*Podany fragment:*
Dzisiaj zdjąłem z półki komiks Forever Warriors Richa Bucklera i Roya Thomasa.
Kolejny komiks, który kupiłem ze względu na jego autorów.
Jego autorzy, rysownik Rich Buckler oraz scenarzysta Roy Thomas należą do grona najlepszych amerykańskich twórców komiksów drugiej połowy zeszłego wieku. Przyczynili się do powstania wielu serii oraz współuczestniczyli w tworzeniu jeszcze większej liczby innych. Wiele z nich znajduje się w mojej kolekcji. Ale, nie będę się o tych panach rozpisywał. Zamiast tego, załączę skany stron z wystawionymi im laurkami zamieszczonymi we właśnie zdjętej z półki publikacji.
Dodatkowym impulsem do kupna tego egzemplarza było to, iż autorzy wskazali na inspirację twórczością Jacka ‘Króla’ Kirby. Rzeczywiście, jego ducha można dostrzec nie tylko w tytule, ale również na każdej ze stron komiksu. Widać to, tak od strony scenariusza, jak i od strony graficznej.
Jest to pierwszy i jedyny numer „serii” Forever Warriors wydany w roku 1997 przez CDF Productions.

*Wiersze zbioru danych:*
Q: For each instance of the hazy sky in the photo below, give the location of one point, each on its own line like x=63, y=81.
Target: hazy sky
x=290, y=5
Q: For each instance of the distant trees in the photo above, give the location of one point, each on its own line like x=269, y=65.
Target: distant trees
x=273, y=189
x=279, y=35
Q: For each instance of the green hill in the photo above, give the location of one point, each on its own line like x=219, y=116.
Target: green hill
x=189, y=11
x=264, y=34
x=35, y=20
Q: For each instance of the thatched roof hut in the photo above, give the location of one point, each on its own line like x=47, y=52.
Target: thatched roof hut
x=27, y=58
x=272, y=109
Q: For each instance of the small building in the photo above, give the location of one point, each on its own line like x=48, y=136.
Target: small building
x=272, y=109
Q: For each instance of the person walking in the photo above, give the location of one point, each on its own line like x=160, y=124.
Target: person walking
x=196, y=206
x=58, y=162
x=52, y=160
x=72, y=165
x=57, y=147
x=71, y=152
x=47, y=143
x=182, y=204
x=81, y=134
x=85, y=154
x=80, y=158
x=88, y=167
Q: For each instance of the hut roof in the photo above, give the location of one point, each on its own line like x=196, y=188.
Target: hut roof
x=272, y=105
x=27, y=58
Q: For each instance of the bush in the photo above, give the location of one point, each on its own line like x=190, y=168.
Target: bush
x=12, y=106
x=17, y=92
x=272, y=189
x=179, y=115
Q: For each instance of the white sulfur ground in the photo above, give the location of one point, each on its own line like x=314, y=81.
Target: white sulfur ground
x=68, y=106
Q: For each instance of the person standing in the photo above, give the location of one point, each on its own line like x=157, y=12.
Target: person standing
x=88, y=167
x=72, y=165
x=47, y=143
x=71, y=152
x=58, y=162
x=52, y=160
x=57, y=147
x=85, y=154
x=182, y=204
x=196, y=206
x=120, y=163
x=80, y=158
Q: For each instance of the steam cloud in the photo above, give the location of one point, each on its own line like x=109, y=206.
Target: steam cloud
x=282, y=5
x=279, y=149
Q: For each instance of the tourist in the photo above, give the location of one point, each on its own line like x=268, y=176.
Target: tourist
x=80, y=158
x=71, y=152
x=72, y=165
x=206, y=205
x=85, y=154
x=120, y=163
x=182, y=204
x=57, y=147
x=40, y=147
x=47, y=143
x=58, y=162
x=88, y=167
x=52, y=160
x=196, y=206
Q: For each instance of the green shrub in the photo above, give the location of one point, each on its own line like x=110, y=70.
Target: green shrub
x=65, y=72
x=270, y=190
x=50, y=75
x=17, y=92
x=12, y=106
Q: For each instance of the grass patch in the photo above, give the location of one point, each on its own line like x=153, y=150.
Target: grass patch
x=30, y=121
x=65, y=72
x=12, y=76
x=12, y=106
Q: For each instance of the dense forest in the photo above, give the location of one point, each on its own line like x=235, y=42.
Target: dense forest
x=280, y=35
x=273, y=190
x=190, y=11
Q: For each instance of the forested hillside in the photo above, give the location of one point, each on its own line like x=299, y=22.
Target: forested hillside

*Zadanie pisemne 1:*
Odpowiedz na pytania do fragmentu o komiksie Forever Warriors:
(a) Kto był rysownikiem komiksu, a kto scenarzystą?
(b) Czyją twórczością według autorów inspirowano się przy tworzeniu komiksu?
(c) W którym roku i przez kogo wydano ten numer?
*Zadanie pisemne 2:* Wypisz wiernie z fragmentu o komiksie Forever Warriors odcinek od „Dzisiaj zdjąłem z” do „od strony graficznej.”.

*Pełne rozwiązanie 1:*
(a) Rysownikiem był Rich Buckler, a scenarzystą Roy Thomas.
(b) Twórczością Jacka „Króla” Kirby.
(c) W roku 1997 przez CDF Productions.

*Pełne rozwiązanie 2:*
Dzisiaj zdjąłem z półki komiks Forever Warriors Richa Bucklera i Roya Thomasa.
Kolejny komiks, który kupiłem ze względu na jego autorów.
Jego autorzy, rysownik Rich Buckler oraz scenarzysta Roy Thomas należą do grona najlepszych amerykańskich twórców komiksów drugiej połowy zeszłego wieku. Przyczynili się do powstania wielu serii oraz współuczestniczyli w tworzeniu jeszcze większej liczby innych. Wiele z nich znajduje się w mojej kolekcji. Ale, nie będę się o tych panach rozpisywał. Zamiast tego, załączę skany stron z wystawionymi im laurkami zamieszczonymi we właśnie zdjętej z półki publikacji.
Dodatkowym impulsem do kupna tego egzemplarza było to, iż autorzy wskazali na inspirację twórczością Jacka ‘Króla’ Kirby. Rzeczywiście, jego ducha można dostrzec nie tylko w tytule, ale również na każdej ze stron komiksu. Widać to, tak od strony scenariusza, jak i od strony graficznej.